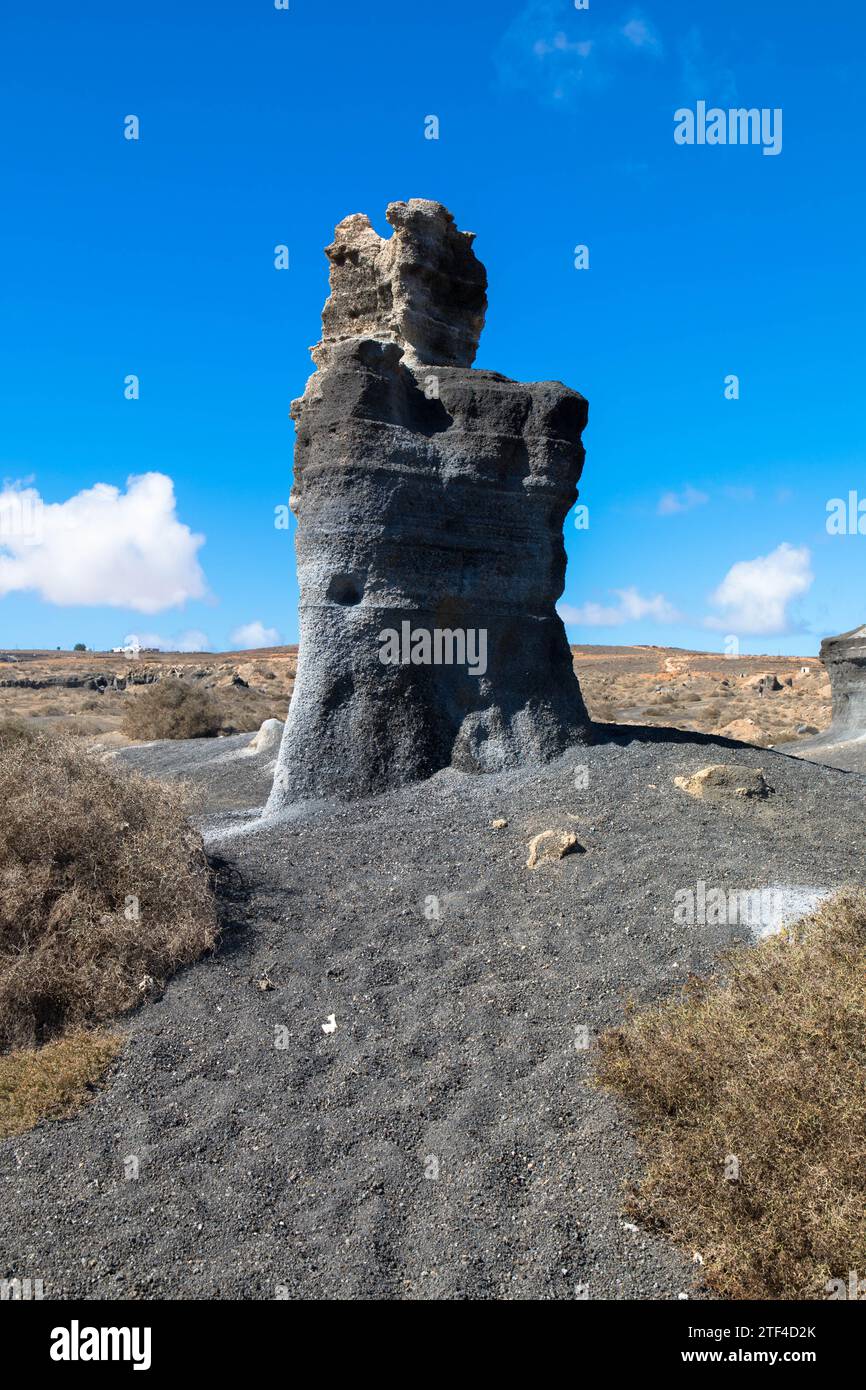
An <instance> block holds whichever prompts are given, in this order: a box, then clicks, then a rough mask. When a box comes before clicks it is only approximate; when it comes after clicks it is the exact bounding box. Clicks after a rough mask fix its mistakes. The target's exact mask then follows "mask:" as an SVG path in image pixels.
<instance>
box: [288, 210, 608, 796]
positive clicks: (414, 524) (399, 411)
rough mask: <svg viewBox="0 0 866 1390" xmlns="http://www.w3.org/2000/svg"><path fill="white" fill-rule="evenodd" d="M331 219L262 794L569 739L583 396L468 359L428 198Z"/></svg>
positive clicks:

========

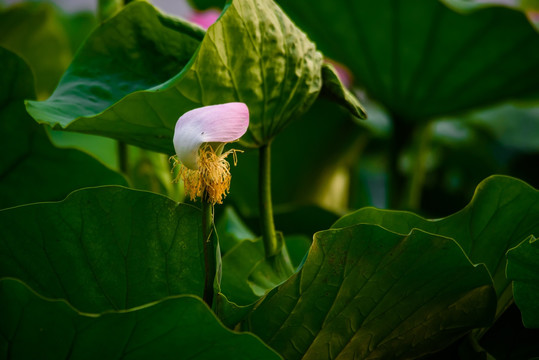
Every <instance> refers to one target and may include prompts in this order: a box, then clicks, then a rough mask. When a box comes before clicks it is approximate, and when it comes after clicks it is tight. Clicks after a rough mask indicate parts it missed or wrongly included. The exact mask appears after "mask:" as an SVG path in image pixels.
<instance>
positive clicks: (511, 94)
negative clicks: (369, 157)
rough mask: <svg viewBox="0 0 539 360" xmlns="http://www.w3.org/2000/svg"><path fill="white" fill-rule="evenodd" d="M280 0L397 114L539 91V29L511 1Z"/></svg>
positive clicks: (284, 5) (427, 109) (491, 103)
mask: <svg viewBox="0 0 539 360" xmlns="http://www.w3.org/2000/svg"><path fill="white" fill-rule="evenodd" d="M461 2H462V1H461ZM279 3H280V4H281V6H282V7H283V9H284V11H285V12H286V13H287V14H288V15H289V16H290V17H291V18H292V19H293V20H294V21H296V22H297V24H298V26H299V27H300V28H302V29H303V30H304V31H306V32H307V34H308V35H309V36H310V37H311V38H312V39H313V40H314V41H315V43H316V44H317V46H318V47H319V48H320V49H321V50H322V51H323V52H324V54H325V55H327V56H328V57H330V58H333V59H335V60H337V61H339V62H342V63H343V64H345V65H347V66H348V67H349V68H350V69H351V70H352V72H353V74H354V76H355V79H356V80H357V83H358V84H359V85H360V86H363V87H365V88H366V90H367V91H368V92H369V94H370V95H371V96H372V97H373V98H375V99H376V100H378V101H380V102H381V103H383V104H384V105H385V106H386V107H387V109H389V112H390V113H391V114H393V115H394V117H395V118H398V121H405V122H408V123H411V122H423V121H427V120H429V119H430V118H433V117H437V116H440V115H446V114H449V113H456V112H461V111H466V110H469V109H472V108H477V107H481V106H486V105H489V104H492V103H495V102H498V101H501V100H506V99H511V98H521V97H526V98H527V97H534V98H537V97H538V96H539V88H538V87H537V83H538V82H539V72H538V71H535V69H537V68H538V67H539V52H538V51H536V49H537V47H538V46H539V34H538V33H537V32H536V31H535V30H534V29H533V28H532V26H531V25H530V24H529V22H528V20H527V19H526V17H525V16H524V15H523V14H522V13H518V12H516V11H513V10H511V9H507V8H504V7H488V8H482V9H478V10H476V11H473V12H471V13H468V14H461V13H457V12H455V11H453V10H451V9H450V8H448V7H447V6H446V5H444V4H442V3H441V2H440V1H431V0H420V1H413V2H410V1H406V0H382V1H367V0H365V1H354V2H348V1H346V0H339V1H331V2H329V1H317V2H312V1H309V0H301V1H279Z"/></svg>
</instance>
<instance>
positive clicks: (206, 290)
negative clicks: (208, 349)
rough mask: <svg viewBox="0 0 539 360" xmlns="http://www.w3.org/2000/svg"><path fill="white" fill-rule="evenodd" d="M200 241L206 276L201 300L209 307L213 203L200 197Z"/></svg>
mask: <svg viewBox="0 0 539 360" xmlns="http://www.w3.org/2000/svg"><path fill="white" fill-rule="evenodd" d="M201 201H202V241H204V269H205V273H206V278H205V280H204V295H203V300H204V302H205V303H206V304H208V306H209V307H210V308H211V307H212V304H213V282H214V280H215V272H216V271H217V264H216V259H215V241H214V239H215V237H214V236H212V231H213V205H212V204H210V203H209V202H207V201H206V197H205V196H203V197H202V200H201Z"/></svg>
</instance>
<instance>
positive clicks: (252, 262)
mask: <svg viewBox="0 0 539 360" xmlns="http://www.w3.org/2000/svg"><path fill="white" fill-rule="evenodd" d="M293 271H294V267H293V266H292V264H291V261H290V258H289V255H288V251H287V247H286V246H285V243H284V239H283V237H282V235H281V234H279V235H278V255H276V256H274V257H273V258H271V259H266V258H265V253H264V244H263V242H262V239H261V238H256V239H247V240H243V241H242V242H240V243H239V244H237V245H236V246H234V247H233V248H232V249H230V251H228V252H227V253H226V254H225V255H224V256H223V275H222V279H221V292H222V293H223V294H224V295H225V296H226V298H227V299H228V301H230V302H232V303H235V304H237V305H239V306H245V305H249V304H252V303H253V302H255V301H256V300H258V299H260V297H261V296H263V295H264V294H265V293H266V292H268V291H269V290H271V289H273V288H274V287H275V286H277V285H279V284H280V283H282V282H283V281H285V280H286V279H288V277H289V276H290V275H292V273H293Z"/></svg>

========

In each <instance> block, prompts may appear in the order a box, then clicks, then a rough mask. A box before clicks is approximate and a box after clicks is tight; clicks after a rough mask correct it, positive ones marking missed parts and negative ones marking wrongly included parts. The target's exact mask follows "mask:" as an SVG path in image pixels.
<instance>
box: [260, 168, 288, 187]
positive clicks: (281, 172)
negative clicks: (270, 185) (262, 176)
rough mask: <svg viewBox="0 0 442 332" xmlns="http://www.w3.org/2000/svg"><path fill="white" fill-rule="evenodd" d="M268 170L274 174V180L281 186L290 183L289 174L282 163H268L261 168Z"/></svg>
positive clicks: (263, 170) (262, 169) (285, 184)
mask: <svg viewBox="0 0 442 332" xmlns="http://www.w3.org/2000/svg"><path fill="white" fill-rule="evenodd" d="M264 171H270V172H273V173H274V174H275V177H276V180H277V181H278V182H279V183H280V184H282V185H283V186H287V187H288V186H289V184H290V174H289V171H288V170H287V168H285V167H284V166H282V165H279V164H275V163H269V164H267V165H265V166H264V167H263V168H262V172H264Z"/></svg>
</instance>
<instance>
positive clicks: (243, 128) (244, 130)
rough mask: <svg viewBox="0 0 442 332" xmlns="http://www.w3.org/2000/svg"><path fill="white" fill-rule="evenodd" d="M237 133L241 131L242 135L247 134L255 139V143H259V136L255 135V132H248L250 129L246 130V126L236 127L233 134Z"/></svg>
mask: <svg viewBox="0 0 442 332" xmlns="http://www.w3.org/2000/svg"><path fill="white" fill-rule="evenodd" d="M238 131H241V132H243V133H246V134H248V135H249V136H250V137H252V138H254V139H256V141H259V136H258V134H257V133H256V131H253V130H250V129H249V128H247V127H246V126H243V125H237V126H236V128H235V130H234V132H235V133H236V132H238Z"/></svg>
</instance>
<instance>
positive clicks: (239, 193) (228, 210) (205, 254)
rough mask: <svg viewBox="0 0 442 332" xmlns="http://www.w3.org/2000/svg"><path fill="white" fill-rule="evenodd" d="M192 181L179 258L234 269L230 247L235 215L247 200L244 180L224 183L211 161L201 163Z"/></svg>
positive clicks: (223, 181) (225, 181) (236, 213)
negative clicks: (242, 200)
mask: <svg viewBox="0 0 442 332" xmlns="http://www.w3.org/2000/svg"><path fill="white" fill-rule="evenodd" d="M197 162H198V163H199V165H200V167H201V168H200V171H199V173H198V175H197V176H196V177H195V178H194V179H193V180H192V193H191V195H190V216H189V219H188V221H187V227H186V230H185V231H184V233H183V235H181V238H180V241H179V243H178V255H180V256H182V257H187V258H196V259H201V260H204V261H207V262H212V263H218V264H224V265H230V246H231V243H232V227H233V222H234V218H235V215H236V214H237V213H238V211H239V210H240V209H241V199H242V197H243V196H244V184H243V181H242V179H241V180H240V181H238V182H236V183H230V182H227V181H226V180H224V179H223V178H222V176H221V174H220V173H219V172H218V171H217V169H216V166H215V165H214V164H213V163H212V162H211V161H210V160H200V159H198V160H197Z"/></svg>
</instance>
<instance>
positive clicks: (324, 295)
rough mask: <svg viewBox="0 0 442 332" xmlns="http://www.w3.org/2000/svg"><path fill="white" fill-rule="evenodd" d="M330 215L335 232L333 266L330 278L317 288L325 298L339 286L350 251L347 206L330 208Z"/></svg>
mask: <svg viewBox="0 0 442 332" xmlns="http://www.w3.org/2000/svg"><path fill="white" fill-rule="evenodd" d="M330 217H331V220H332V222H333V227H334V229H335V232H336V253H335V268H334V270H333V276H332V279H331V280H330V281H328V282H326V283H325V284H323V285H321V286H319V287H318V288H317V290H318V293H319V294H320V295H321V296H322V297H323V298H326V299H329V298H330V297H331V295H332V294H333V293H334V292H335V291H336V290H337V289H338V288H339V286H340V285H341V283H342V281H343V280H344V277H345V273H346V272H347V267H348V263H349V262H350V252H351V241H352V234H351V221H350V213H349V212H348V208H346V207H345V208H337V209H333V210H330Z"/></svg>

========

Work to be completed »
Return each line of the entries above in which the word "block" occurs, counting a match only when its capitalization is identical.

Problem solution »
An <instance> block holds whichever prompts are given, in this order: a box, then clicks, then a rough mask. When a box comes before clicks it is only approximate; when it comes after clicks it is the exact bounding box. Clicks after a rough mask fix its mistakes. The target's exact mask then follows "mask:" as an SVG path in image pixels.
In each <instance> block, prompts may appear in the order a box, then clicks, then a rough mask. A box before clicks is approximate and a box after clicks is tight; clicks after a rough mask correct it, positive ones marking missed parts and negative ones marking wrongly included parts. The target's exact mask follows "mask:" as an SVG path in image pixels.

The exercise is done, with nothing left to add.